La dislocazione a sinistra (IV) comporta una struttura frasale in cui si distinguono una parte periferica (gli elementi dislocati) e una parte centrale (la proposizione "centrale", costruita intorno al verbo): questa struttura bipartita offre tra l'altro una spiegazione semplice del fatto che in questo tipo di frase uno stesso argomento del verbo possa comparire due volte nella stessa struttura attanziale (tuus_ dolor e is in (8)): in realtà l'attante che conta è quello nella proposizione centrale, mentre l'elemento periferico ha solo la funzione di tema discorsivo. Ora, se l'ambito di applicazione della legge di Wackernagel viene precisato come la proposizione centrale, anche i fenomeni di dislocazione rientreranno nella formulazione tradizionale. Anche gli avverbiali circostanziali (V) possono essere considerati elementi periferici e rientrano quindi nella generalizzazione appena formulata.

Abbiamo mostrato finora che i fatti descritti da Fraenkel (e sulla sua scia da Adams e Janse) in base alla categoria intonativa di colon possono essere descritti in maniera altrettanto semplice in base alla categoria sintattica indipendentemente necessaria di proposizione centrale. Resta da mostrare che la descrizione sintattica è superiore alla descrizione intonativa. Si noti innanzitutto che una frase dovrà in ogni caso avere una struttura intonativa e che quindi qualcosa come il colon sarà necessario per descriverne le sottounità intonative; è facilmente immaginabile che le singole proposizioni verranno assegnate a unità intonative indipendenti e che anche gli elementi periferici assumeranno un'unità intonativa indipendente da quella della proposizione centrale: la struttura sintattica e la struttura intonativa saranno dunque entro certi limite omogenee. Ma, nonostante questo, le predizioni che le due analisi fanno, non sono le stesse. Riprendiamo l'es. (3): il clitico è collocato nel secondo colon, ma non potrebbe essere collocato nel primo (10):

(3) de triumpho autem | nulla me cupiditas umquam tenuit
(10) *de triumpho autem me | nulla cupiditas umquam tenuit

Mentre una teoria sintattica che individui la proposizione centrale come l'ambito della legge di Wackernagel, prevede direttamente il contrasto tra (3) e (10), una teoria basata sui cola non è in grado di farlo, a meno di essere supplementata da qualche principio (sintattico) che possa distinguere tra cola centrali e cola periferici. Lo stesso ragionamento vale, mutatis mutandis, per gli altri esempi discussi sopra. Vediamo dunque che una teoria che vede nel colon l'ambito di applicazione della legge di Wackernagel, deve in ogni caso essere integrata da principi sintattici che stabiliscono quale tra i vari cola che compongono una frase, sia quello rilevante; essa può dunque funzionare solo in unione a una teoria sintattica della struttura della fase. Questa teoria sintattica non potrà essere molto diversa da quella delineata sopra perché dovrà essere in grado di fare le corrette distinzioni fra le varie proposizioni che compongono la frase, e fra proposizione centrale ed elementi periferici. Da questa discussione possiamo dunque concludere che la teoria dei cola non solo è insufficiente a predire la corretta posizione dei clitici, ma anche inutile, perché deve essere integrata da una teoria sintattica che in ogni caso predice indipendentemente gli stessi fatti.

__________________________________________________

> Richiesta 1
Nel testo sulla legge di Wackernagel, quali studiosi vengono indicati come autori di una descrizione dei fatti basata sulla categoria intonativa di colon? Elencali tutti.
> Richiesta 2
Secondo il testo sulla legge di Wackernagel, quale funzione ha l'elemento periferico nella dislocazione a sinistra?

__________________________________________________

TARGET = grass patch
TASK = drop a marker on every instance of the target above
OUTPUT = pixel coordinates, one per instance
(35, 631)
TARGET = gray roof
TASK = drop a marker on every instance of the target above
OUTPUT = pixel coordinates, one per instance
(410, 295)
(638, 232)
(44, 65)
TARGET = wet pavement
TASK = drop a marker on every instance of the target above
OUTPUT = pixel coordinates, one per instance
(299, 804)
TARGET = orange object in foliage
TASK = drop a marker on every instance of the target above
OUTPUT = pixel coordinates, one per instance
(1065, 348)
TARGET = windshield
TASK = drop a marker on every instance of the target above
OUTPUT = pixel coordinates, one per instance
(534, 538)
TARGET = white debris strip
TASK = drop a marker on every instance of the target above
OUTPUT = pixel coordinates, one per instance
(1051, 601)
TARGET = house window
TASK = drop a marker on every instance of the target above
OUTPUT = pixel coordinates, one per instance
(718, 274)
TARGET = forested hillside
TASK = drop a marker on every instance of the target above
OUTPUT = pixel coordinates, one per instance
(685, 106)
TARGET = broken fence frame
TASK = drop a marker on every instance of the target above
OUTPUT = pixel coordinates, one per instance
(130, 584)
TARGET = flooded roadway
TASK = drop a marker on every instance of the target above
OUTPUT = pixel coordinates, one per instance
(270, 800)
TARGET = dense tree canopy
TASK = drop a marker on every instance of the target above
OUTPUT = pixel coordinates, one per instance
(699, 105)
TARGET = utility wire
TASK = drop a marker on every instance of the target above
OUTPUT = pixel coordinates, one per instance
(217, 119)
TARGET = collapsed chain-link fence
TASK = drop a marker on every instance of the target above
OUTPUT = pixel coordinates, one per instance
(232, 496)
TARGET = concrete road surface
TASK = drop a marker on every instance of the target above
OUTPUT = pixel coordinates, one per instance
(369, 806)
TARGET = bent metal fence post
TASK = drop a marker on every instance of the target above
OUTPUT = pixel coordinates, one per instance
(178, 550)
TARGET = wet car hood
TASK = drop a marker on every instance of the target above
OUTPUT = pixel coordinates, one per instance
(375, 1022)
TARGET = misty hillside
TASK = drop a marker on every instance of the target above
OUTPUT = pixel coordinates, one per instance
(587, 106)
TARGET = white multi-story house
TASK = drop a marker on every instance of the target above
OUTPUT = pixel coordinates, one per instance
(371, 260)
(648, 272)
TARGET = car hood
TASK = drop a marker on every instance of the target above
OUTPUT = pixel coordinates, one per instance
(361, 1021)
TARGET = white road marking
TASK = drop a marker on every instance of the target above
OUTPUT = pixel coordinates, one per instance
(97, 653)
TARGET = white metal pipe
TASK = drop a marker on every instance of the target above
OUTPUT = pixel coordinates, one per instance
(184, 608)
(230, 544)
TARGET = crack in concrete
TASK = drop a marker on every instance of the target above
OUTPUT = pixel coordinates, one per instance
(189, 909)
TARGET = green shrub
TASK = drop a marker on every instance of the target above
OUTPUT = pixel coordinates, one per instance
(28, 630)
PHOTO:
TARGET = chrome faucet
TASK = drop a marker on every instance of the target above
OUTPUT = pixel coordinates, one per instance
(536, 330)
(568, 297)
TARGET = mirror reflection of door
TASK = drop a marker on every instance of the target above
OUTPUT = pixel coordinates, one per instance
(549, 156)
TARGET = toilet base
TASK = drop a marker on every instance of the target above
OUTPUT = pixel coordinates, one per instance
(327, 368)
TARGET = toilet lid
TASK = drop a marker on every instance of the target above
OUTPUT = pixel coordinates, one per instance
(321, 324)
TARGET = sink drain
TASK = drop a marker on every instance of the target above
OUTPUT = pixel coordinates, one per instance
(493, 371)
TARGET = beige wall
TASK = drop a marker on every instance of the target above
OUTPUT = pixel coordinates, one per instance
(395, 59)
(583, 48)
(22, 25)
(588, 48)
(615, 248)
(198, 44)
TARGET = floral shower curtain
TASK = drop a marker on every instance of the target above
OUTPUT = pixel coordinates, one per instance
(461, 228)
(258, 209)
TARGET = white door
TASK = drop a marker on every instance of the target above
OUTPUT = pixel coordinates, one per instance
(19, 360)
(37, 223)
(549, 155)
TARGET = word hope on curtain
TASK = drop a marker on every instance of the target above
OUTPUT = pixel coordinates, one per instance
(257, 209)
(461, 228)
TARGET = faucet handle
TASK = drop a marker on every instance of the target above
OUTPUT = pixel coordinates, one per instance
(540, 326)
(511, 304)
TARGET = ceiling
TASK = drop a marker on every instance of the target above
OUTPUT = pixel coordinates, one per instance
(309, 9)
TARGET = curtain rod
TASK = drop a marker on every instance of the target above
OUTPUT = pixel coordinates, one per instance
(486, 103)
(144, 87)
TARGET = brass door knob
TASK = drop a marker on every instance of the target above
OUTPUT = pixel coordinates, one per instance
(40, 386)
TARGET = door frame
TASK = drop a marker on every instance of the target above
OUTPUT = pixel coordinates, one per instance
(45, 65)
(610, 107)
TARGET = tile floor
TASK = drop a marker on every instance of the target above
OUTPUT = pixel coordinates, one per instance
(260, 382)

__________________________________________________

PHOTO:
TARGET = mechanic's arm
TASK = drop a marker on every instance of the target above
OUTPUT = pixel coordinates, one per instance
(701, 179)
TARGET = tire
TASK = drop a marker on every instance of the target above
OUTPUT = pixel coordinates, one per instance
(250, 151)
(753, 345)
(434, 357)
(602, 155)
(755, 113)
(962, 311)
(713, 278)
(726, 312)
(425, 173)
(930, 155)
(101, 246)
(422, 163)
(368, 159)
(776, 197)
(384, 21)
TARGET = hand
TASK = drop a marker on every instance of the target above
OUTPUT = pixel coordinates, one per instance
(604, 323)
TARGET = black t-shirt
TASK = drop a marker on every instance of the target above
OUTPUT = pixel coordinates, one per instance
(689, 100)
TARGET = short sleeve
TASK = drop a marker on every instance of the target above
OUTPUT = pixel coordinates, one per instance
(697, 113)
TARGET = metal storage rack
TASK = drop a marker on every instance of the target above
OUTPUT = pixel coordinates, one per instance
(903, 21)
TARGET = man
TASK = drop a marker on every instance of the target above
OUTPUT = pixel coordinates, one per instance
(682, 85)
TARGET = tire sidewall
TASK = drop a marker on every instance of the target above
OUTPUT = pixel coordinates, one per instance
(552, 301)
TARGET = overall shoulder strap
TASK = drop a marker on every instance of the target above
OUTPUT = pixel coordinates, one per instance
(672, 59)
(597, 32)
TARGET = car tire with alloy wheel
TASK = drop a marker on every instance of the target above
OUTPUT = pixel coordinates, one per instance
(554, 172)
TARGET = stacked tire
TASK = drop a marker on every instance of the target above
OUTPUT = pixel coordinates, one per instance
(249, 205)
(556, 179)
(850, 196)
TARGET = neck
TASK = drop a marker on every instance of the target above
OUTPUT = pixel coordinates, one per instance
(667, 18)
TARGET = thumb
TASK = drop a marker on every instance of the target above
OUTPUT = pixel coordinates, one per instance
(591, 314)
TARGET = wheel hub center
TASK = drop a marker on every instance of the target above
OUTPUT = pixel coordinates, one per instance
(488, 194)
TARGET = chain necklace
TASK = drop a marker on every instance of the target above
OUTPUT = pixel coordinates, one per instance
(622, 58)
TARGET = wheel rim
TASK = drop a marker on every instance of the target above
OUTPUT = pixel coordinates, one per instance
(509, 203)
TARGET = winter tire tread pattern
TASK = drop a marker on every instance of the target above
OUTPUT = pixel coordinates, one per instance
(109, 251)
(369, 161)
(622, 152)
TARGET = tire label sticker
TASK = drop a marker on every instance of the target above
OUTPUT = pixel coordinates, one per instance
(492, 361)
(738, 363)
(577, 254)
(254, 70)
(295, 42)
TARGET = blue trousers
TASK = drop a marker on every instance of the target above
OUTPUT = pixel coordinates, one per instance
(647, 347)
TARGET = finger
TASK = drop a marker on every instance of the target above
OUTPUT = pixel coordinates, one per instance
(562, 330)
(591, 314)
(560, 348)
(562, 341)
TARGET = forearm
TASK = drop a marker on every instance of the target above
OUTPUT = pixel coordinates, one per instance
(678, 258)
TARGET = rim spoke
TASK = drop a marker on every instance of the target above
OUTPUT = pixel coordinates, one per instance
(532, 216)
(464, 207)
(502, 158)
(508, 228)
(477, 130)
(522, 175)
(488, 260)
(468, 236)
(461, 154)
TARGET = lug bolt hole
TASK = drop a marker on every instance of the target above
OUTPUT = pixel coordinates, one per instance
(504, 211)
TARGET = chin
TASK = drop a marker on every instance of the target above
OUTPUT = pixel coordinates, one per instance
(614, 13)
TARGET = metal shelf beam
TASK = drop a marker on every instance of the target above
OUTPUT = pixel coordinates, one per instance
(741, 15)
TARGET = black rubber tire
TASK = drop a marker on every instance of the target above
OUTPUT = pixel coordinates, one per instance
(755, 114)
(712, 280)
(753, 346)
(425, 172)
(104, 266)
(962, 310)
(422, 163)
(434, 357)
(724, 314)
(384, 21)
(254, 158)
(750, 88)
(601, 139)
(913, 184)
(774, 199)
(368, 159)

__________________________________________________

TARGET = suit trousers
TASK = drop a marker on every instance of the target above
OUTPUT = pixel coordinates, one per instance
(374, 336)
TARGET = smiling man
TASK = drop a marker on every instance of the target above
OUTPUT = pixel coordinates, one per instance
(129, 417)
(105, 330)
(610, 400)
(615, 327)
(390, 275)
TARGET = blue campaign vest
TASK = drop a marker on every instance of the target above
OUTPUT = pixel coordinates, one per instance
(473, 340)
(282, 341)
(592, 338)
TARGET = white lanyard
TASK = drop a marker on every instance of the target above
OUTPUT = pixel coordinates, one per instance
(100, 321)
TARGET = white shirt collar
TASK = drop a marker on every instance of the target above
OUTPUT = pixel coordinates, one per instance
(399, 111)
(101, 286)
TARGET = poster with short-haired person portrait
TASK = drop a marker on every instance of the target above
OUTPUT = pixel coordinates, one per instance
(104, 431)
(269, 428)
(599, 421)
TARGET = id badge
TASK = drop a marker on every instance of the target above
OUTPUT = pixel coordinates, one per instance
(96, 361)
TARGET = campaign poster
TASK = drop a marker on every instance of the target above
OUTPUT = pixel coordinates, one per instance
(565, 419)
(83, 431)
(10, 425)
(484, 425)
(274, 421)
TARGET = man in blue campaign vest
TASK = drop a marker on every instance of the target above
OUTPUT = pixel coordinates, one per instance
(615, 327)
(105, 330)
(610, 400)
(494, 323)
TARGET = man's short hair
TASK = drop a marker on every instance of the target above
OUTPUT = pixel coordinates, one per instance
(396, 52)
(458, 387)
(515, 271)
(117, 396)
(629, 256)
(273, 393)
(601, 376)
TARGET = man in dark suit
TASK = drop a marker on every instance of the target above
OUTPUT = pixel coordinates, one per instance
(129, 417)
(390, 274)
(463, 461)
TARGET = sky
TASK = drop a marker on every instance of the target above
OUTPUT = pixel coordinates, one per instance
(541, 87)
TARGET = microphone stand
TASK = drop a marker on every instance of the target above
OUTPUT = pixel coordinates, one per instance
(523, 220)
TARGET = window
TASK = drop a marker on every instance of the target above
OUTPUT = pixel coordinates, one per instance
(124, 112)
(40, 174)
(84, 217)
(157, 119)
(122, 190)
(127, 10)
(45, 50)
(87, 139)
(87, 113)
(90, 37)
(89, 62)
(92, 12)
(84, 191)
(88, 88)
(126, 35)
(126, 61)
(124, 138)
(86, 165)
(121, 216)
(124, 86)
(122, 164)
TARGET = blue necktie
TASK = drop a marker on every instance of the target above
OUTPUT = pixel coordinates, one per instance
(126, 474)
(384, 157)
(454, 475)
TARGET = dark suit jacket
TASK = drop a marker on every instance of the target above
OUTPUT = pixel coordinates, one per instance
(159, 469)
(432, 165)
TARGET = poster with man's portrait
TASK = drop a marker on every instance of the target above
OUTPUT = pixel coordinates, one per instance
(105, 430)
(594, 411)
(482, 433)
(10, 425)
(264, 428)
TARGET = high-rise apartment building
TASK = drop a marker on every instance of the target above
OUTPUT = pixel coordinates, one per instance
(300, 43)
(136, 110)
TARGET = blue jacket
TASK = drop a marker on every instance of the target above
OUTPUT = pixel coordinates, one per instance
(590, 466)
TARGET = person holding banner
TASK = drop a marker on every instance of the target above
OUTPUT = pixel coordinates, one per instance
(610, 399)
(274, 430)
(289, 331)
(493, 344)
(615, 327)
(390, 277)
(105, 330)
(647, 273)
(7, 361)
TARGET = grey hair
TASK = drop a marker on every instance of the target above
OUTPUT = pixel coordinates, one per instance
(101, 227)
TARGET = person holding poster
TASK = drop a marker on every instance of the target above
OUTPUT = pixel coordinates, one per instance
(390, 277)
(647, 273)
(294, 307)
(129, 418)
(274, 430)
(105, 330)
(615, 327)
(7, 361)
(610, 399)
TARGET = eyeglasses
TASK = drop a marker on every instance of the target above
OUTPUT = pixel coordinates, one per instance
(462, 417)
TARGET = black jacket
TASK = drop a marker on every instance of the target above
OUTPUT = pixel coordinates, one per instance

__________________________________________________

> Risposta 1
Fraenkel, Adams e Janse.

> Risposta 2
Ha solo la funzione di tema discorsivo.